Extract to read:
In the middle of May, the 18th Black International Cinema festival took place at the Berlin Klick cinema directly at Stuttgarter Platz, where at the beginning of dusk, a slightly provincial atmosphere of beer garden meets the awakening activity of pimps who brief their female staff - so everyone goes about one´s work, the principle of exchange doesn´t allow any excuses.

But the ideal place for a festival is described by a poem set before the program - it is the oasis: "The Oasis is a real or imagined place of refuge from strife, stress, hopelessness, vision-lessness and fatigue." The visitor of the festival will learn again to see, think and adjust to the unique experience of being treated with genuine friendliness.

On the personal level, this image which calls for restoration of peace within the African Diaspora, fits pretty perfectly: It is considerably the most likeable festival I have ever visited! Festival director Donald Muldrow Griffith and his colleagues don´t let any stress arise considering all - also mentioned in the poem - hard work: "The construction of the oasis requires years."

The program, set up with a low budget by Fountainhead® Tanz Theatre in co-operation with Pan African Film Festival (Salvador/Bahia, Brazil), mainly consists of documentary films and shorts, which are put together very homogeneously in their type and actuality. It ranges from full-length and very didactic portraits, because of production for the U.S. American educational channel (Public Broadcasting Service, PBS), of bigger than life African American hero figures such as Paul Robeson and Langston Hughes, a historical interview with the revolutionary Black nationalist Robert Franklin Williams, who in 1968 had arrived from the People´s Republic of China to Tanzania ("Let It Burn - The Coming Destruction of the U.S.A.) to the most topical (fresh from the editing table) interview material about U.S. soldiers, who by facing the war in Iraq, deserted from the army. ("G.I. Talk" by Darnell Stephen Summers).

Data excerpts:
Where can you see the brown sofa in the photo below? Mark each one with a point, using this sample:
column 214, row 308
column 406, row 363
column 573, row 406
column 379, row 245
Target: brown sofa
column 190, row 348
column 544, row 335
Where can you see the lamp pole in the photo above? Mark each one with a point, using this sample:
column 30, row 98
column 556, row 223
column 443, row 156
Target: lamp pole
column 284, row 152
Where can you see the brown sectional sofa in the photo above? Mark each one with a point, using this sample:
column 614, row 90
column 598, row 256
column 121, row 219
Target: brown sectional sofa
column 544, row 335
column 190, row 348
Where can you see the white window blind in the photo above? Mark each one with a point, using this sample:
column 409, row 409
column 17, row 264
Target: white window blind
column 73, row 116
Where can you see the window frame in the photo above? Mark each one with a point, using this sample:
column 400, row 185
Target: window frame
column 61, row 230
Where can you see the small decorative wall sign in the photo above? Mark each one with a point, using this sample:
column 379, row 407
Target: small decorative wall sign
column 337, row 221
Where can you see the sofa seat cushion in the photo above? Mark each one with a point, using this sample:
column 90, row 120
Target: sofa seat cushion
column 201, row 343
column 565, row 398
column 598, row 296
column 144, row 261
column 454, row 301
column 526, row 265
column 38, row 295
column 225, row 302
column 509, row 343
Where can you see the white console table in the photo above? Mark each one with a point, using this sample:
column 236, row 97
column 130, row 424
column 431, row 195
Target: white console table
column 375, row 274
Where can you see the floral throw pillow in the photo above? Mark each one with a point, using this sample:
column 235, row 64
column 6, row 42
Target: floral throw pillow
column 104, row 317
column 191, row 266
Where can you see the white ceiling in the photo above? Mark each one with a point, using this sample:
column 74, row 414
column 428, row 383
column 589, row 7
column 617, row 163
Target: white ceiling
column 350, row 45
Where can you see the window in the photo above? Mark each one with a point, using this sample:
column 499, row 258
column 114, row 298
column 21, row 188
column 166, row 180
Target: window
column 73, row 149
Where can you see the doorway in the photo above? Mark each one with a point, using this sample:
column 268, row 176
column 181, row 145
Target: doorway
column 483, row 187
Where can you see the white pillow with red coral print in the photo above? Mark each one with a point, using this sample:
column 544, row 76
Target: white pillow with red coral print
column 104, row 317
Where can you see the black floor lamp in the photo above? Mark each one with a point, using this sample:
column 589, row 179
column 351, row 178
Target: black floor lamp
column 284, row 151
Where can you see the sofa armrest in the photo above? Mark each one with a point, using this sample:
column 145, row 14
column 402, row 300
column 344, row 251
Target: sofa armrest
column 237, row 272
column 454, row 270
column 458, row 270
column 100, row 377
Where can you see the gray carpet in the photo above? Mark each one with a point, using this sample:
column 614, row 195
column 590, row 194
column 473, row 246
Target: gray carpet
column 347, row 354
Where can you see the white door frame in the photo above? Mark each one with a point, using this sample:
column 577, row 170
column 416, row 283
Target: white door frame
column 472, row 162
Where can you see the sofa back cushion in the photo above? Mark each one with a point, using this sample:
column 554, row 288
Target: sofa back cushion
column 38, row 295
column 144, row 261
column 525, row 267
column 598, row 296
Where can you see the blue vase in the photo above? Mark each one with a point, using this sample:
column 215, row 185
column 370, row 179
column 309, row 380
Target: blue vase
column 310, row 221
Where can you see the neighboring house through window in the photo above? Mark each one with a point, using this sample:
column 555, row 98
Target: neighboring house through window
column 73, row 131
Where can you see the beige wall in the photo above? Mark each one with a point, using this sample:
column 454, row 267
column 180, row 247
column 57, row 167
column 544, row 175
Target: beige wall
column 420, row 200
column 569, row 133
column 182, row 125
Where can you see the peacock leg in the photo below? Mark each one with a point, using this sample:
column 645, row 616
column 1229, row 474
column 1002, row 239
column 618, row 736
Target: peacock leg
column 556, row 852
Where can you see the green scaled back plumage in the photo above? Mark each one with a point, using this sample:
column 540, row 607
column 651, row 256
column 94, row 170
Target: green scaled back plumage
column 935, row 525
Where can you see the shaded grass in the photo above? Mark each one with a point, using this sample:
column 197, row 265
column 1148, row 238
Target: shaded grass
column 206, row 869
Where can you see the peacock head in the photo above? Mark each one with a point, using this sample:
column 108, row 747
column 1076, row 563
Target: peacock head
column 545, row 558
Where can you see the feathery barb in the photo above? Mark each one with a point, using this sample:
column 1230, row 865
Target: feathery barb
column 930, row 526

Work instructions: Can you resume the Black International Cinema festival review, carrying it on from its last sentence? The material has no connection to the festival review.

Answer to this task:
One of this year´s emphasis in the program, is the African Diaspora in Latin America and the Caribbean, especially Brazil and Cuba. Regarding Pan Africanism, the program editorial staff of aunt Tagesspiegel (a highly reputable newspaper in Berlin, Germany) has fallen into the always repeated idle talk about "the variety of human cultures." Do simply non-human cultures exist? For sure they do also. Nevertheless, festival director Griffith presented a text about a journey to Brazil, in the context of the festival, which has been produced and published in the festival program with much better sentences: The square was filled with people selling, begging, looking, buying." Those are namely the conditions of every cultural transfer - open places where people are selling, begging, looking and buying. How else could society function? The "variety of cultures" is only a system of transactions and transscriptions where subsequently the particular becomes universal and the universal becomes particular (the formular of so called globalization).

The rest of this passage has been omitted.